Second Period: Constitution of the Cell.—This was, however, only the first phase in the analytical study of the living being. A second period began in 1873 with the researches of Strassburger, Bütschli, Flemming, Kuppfer, Fromann, Heitzmann, Balbiani, Guignard, Kunstler, etc. These observers in their turn submitted this anatomical, this infinitely small cellular microcosm, to the same penetrating dissection their predecessors had applied to the whole organism. They brought us down one degree lower into the abyss of the infinitely small. And as Pascal, losing himself in these wonders of the imperceptible, saw in the body of the mite which is only a point, “parts incomparably smaller, legs with joints, veins in the legs, blood in the veins, humours in the blood, drops in the humours, vapours in these drops,” so contemporary biologists have shown in the epitome of organism called a cell, an edifice which itself is marvellously complex.

▶ _PROVIDED INFORMATION_

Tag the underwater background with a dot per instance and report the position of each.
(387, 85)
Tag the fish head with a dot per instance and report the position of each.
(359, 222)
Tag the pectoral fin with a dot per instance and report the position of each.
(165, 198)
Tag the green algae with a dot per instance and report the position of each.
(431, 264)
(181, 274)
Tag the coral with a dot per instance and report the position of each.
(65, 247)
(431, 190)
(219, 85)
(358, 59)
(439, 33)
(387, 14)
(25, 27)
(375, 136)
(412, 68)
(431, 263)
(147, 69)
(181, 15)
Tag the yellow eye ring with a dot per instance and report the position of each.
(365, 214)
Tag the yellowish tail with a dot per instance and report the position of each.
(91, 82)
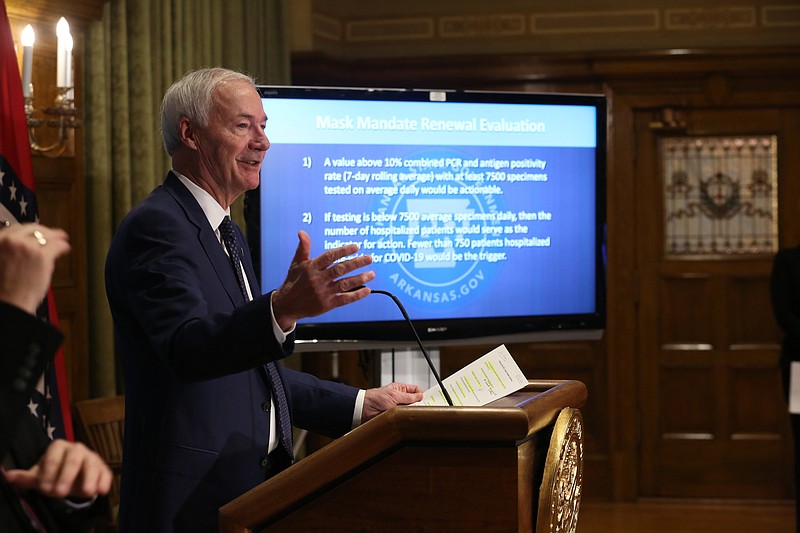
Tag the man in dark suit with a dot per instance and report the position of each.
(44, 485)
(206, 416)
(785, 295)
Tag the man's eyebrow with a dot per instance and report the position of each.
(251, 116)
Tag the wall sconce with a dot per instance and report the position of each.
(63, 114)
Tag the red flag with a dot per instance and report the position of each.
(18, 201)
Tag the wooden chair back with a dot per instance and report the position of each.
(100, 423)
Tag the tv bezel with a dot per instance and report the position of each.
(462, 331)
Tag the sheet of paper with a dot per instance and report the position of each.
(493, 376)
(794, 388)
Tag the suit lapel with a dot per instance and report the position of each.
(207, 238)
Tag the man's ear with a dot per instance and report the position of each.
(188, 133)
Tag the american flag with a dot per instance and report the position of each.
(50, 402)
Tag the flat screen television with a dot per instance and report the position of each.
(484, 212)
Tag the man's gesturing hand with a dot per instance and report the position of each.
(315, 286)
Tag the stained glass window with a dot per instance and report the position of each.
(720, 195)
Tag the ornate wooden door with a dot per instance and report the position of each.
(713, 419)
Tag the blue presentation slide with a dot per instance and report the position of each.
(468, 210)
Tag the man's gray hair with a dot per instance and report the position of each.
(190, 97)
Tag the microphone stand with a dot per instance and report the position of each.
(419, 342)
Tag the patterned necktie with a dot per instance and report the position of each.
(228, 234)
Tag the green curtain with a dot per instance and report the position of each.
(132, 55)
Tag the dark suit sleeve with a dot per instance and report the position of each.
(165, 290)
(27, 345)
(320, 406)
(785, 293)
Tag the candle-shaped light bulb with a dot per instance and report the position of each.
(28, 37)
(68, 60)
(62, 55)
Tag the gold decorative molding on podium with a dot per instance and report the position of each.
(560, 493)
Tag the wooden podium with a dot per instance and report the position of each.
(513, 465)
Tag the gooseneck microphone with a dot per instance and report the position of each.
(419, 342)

...

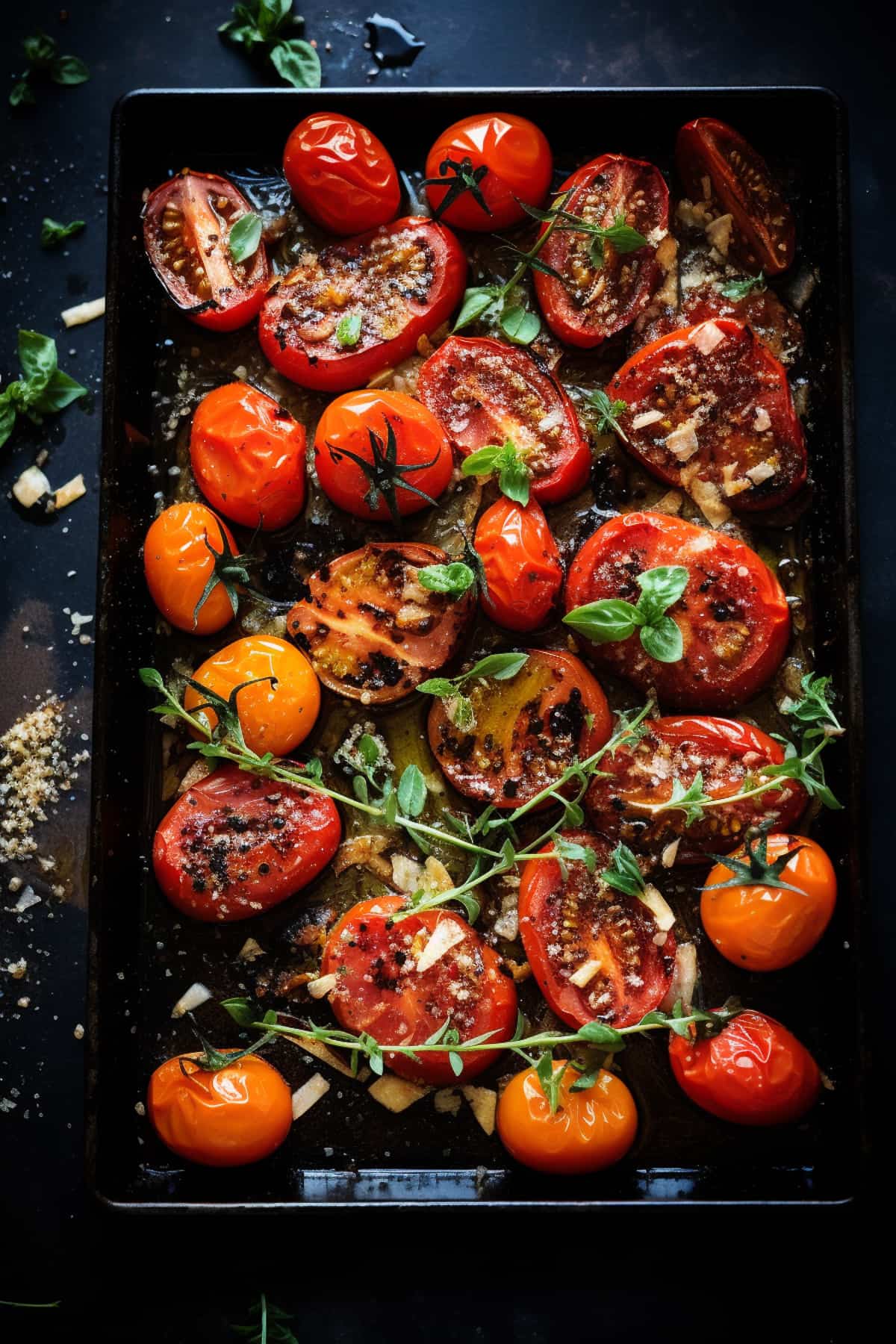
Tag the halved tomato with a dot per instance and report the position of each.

▶ _PROBLEM 1_
According to the passage on the constitution of the cell, in what year did the second period begin?
▶ _PROBLEM 2_
From the Pascal quotation in the passage on the constitution of the cell, list every item he saw in the body of the mite.
▶ _PROBLEM 3_
Translate this sentence from the passage on the constitution of the cell into French: "They brought us down one degree lower into the abyss of the infinitely small."
The rows have no connection to the passage on the constitution of the cell.

▶ _EXPECTED OUTPUT 1_
1873

▶ _EXPECTED OUTPUT 2_
- parts incomparably smaller
- legs with joints
- veins in the legs
- blood in the veins
- humours in the blood
- drops in the humours
- vapours in these drops

▶ _EXPECTED OUTPUT 3_
Ils nous ont fait descendre d'un degré plus bas dans l'abîme de l'infiniment petit.